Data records
↓

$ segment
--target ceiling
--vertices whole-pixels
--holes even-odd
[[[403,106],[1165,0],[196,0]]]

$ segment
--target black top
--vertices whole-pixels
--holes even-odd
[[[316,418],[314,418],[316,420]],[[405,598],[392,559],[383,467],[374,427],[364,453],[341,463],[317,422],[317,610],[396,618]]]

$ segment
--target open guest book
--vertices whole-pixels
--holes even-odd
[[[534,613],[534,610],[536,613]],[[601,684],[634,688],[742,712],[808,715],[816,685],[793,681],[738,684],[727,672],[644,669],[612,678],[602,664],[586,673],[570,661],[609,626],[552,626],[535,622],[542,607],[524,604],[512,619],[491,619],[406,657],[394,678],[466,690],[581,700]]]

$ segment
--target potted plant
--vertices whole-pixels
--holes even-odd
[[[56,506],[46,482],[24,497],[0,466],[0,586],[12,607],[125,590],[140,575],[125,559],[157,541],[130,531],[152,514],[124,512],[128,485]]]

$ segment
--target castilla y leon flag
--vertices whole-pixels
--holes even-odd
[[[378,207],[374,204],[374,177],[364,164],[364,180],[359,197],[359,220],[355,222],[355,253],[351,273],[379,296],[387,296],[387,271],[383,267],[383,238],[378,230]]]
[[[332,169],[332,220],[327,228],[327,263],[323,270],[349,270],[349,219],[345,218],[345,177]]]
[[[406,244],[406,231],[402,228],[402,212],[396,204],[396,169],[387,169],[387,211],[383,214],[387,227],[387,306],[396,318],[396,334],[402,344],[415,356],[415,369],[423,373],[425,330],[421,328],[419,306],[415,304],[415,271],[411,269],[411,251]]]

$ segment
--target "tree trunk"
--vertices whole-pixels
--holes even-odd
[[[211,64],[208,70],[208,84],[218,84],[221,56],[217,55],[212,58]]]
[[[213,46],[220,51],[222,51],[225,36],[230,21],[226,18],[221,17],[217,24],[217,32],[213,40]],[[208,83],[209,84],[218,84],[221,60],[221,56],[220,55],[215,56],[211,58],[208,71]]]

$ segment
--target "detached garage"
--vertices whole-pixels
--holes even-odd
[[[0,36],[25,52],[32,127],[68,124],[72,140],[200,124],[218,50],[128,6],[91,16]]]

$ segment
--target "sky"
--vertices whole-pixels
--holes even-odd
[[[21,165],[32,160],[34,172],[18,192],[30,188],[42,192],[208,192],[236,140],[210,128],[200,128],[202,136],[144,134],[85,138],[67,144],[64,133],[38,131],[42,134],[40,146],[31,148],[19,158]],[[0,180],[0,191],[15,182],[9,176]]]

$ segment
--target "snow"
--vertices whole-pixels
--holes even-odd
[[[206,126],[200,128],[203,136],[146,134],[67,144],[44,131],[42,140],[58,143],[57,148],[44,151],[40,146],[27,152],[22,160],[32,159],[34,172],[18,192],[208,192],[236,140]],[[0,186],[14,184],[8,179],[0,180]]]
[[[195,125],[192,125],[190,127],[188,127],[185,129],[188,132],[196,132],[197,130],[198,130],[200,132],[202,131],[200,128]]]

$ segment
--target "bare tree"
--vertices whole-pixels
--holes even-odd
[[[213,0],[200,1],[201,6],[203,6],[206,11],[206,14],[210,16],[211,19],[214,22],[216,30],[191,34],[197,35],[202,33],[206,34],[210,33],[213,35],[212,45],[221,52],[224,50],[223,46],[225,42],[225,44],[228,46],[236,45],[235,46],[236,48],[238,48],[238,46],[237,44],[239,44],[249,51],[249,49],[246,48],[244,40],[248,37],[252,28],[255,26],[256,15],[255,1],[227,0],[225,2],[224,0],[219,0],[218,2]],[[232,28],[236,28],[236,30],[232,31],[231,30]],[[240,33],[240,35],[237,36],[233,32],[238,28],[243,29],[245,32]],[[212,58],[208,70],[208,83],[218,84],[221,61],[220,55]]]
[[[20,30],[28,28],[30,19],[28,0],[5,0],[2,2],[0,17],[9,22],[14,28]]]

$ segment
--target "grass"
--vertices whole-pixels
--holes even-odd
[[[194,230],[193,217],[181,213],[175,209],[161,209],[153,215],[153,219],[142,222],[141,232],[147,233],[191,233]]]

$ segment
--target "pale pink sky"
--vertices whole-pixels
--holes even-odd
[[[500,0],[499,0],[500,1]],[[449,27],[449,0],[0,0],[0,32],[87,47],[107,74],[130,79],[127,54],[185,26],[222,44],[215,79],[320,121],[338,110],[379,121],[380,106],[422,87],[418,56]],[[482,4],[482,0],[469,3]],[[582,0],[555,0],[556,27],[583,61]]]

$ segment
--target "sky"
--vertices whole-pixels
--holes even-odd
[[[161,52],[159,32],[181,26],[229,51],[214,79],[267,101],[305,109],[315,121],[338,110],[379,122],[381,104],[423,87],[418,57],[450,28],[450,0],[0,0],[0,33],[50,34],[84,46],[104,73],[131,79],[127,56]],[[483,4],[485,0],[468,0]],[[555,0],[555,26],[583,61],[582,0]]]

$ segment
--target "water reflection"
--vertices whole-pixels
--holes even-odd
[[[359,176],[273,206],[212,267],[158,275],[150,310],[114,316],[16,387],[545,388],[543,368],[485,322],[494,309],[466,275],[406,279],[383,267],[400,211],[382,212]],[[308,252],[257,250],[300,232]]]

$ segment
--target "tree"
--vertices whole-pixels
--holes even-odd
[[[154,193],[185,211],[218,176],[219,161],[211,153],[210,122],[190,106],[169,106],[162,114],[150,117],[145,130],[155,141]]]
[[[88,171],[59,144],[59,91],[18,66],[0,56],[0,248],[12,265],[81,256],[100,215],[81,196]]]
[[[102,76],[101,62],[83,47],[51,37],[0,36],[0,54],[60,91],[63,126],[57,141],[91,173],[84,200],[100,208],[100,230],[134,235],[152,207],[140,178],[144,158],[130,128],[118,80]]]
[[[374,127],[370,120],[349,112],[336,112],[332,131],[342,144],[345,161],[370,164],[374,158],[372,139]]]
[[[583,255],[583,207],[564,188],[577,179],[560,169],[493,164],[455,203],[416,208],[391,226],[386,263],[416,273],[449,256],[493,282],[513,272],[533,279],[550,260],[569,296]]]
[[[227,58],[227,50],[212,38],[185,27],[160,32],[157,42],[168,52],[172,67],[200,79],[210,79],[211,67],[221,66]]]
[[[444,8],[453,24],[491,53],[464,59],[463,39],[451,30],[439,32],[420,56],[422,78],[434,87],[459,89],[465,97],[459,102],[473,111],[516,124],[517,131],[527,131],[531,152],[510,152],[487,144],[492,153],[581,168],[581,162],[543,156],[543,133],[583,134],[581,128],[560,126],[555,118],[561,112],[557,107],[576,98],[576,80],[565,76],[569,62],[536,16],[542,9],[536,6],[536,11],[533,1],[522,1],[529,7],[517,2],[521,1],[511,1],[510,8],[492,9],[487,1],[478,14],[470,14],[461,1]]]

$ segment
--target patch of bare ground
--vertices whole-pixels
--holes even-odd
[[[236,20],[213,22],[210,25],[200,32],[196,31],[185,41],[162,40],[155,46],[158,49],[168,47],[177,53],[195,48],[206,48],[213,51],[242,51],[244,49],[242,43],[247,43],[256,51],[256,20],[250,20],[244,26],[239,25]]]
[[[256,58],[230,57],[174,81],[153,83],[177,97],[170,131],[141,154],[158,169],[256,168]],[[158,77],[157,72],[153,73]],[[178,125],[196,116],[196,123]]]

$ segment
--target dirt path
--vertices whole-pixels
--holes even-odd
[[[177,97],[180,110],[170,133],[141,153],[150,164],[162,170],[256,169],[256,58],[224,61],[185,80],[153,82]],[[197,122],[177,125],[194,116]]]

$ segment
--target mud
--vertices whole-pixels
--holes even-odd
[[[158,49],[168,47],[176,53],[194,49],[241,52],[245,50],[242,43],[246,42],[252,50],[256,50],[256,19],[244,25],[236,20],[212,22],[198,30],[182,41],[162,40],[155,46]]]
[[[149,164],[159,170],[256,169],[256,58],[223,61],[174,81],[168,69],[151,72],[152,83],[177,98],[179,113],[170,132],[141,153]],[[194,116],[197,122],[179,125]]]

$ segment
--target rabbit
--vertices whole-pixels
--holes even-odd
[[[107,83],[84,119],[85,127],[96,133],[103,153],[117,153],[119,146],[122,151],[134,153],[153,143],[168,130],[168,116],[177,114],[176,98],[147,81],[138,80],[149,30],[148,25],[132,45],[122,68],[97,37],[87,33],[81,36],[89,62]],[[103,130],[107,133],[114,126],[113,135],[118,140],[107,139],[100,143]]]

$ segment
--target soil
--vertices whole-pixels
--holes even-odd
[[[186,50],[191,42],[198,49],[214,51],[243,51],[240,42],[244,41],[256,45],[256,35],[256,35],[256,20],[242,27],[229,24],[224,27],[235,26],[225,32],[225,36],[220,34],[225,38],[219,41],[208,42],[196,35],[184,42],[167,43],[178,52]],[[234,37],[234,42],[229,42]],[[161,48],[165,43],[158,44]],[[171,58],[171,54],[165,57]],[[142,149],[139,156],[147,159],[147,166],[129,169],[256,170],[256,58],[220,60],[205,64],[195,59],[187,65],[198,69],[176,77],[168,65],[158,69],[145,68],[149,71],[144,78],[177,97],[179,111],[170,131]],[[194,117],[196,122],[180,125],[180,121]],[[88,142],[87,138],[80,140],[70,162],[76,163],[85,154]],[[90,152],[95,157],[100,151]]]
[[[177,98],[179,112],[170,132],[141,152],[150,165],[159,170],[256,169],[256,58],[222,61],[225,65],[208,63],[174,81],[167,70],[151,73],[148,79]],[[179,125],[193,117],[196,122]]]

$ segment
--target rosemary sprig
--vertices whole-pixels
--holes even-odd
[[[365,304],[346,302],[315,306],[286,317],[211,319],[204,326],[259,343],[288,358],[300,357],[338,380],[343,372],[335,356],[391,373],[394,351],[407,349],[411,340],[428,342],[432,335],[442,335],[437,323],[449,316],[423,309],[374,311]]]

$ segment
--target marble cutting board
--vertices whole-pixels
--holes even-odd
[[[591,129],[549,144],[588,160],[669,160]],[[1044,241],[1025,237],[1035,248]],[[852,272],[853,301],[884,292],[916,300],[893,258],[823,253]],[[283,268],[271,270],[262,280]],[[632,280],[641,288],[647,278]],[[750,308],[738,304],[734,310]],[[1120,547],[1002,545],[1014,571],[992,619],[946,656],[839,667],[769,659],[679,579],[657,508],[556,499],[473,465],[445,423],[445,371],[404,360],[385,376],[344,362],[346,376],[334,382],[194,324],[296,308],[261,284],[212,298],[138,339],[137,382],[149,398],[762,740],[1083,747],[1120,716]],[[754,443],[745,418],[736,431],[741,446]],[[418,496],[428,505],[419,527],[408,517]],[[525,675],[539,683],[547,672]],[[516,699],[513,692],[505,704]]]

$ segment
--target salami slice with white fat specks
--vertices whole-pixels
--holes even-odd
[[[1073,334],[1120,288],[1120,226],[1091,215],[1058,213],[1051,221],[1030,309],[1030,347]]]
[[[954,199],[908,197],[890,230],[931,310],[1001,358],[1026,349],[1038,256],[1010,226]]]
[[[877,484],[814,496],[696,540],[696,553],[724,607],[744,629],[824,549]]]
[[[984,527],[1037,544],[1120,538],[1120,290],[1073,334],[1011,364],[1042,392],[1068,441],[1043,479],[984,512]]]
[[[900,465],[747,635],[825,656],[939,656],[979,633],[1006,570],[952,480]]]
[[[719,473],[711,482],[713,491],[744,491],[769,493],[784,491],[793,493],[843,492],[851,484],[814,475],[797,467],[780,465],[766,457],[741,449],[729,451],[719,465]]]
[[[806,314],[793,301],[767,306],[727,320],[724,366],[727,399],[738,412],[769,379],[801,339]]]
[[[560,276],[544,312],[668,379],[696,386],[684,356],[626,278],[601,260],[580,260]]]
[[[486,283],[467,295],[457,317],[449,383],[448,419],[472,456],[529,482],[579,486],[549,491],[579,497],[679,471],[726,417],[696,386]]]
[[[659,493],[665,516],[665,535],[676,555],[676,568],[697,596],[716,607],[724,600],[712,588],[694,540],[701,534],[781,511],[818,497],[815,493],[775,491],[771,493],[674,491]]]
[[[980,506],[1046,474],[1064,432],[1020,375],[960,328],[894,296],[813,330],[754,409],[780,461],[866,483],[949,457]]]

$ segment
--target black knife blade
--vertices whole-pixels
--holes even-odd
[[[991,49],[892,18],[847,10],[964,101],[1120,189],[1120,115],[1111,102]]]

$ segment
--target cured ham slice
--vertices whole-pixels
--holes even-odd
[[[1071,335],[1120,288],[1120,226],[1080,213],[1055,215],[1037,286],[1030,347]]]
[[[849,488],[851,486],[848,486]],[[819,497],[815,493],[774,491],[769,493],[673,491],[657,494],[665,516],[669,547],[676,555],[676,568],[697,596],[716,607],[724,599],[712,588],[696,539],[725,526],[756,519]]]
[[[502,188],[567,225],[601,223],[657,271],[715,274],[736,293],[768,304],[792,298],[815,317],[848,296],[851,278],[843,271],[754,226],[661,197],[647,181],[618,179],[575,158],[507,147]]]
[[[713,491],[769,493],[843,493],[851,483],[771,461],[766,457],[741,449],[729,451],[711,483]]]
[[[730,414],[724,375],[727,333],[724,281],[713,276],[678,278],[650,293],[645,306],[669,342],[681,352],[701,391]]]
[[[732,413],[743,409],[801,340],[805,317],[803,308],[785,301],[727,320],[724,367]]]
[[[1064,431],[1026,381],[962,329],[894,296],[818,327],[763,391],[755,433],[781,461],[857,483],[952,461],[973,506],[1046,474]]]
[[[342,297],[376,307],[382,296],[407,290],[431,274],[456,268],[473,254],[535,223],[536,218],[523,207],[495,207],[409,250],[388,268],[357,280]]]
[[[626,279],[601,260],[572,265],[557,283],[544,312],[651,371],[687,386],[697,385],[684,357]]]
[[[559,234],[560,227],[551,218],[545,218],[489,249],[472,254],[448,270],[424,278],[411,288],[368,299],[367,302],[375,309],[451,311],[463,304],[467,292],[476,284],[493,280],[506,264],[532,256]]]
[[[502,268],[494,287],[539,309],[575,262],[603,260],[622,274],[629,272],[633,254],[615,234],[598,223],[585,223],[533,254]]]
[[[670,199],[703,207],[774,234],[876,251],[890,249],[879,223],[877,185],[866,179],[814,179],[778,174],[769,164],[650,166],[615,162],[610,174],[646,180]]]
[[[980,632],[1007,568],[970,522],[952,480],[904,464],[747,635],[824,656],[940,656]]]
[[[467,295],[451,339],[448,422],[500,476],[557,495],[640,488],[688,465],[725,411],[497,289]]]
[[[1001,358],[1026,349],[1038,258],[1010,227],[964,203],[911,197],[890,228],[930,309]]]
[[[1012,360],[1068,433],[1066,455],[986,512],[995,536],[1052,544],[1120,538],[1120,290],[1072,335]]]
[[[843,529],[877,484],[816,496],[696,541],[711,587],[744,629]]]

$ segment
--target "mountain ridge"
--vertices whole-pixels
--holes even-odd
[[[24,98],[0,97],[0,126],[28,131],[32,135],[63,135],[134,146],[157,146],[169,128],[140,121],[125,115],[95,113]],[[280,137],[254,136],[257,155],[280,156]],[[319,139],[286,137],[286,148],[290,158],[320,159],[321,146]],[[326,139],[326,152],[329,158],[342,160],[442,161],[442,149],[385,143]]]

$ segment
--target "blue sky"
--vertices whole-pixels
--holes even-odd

↑

**TASK TO CARRY OUT**
From the material above, select and copy every line that contains the string "bare", treating uppercase and lowercase as different.

**FINAL ANSWER**
--target "bare tree"
--target patch of bare ground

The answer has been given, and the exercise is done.